(Directions for this task): Reproduce the data in full, exactly as it appears.

(Given records):
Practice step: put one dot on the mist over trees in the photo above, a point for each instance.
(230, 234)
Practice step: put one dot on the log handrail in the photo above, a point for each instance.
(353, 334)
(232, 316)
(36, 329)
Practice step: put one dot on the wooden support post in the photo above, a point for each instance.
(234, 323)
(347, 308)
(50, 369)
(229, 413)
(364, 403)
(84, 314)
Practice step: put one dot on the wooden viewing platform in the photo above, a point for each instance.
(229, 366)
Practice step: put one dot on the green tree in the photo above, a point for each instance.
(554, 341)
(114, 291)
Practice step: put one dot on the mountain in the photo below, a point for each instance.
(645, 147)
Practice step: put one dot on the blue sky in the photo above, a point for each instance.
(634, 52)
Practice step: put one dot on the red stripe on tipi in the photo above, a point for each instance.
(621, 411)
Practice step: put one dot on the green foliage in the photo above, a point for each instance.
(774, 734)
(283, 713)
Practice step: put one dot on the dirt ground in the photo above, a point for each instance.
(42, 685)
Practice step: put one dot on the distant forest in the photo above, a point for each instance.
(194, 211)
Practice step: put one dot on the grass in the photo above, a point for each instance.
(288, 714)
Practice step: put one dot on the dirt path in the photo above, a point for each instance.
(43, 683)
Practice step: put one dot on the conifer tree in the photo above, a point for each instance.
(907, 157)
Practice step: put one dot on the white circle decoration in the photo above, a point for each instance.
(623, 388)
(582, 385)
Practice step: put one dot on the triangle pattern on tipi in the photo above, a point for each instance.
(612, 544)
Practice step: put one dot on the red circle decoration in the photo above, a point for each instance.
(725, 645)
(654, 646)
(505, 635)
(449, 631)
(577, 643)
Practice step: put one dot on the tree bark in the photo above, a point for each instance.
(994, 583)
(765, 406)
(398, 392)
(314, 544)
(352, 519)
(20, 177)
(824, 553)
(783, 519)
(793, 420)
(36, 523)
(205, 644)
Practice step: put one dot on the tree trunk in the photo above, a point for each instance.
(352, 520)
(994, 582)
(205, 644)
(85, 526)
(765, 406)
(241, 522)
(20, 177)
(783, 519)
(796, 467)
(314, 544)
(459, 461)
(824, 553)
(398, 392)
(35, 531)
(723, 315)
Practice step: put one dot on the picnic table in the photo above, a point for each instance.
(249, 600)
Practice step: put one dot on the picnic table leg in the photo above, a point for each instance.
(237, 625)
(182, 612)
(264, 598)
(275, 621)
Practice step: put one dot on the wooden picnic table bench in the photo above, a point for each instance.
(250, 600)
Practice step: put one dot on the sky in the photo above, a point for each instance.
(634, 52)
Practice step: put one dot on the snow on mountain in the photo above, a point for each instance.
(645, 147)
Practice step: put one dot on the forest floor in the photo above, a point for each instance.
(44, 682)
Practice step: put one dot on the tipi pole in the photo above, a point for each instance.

(Your solution):
Practice step: put one dot on the mist over trees in the photo above, a point for each instance.
(230, 234)
Practice step: put one dot on the log handrail in the photo above, a point for each instance.
(353, 334)
(232, 316)
(36, 329)
Practice step: put one dot on the wooden support post in the photo above, a point for each instance.
(234, 323)
(347, 308)
(50, 369)
(229, 413)
(364, 403)
(84, 314)
Practice step: put one dot on the wooden viewing platform in the photo above, a point for each instance.
(229, 366)
Practice step: put one dot on the green tree in the photo above, a point for each instance.
(554, 341)
(114, 291)
Practice step: put one dot on the mountain in the photo below, a point for each instance.
(645, 147)
Practice step: put one dot on the blue sky in the photo above, a point for each instance.
(634, 52)
Practice step: put one dot on the red stripe on tipi in the photo above, a point for each instance.
(621, 411)
Practice step: put one dot on the green foliage in the photo above, a point for each instance.
(774, 734)
(283, 713)
Practice step: put one dot on the dirt ground in the photo above, a point for each instance.
(42, 685)
Practice step: put one dot on the distant forest in the photo above, a point for each instance.
(194, 211)
Practice step: put one dot on the grass in the photo above, a point for each instance.
(288, 714)
Practice step: put one dot on the dirt path in the photo above, a point for each instance.
(43, 683)
Practice step: put one dot on the conifer tree in the photo above, a point for each instance.
(907, 157)
Practice step: put one dot on the white circle decoration in the photo above, a point for each instance.
(623, 388)
(582, 385)
Practice step: put one dot on the triangle pattern on tipi in the photo above, a point for each instance.
(612, 544)
Practice step: put one dot on the red circle decoration in the photo above, a point for each instance.
(725, 645)
(654, 646)
(505, 635)
(449, 631)
(577, 643)
Practice step: put one dot on the tree bark in the photo above, a point for each instance.
(994, 583)
(765, 406)
(398, 392)
(314, 544)
(352, 519)
(20, 177)
(824, 553)
(783, 519)
(793, 420)
(36, 523)
(205, 644)
Practice step: put one dot on the tree trunk in the photo above, a point for each instance.
(352, 520)
(994, 582)
(205, 644)
(85, 526)
(765, 406)
(241, 522)
(20, 177)
(783, 519)
(796, 467)
(314, 544)
(459, 461)
(824, 553)
(398, 392)
(35, 531)
(723, 315)
Practice step: put one dot on the picnic table in the photo above, a point for each instance.
(249, 600)
Practice step: put one dot on the picnic table leg in the photo above, a point for each instance.
(237, 625)
(182, 612)
(264, 598)
(275, 621)
Practice step: put one dot on the wooden picnic table bench in the photo above, a point for each instance.
(250, 600)
Practice step: put one dot on the sky in the photo above, a point for each instance.
(634, 52)
Practice step: put one dot on the snow on mountain in the photo above, a point for each instance.
(645, 147)
Practice step: put one dot on the forest floor in the photo above, a point for each instance.
(44, 682)
Practice step: put one dot on the tipi pole in the photo above, a point for each instance.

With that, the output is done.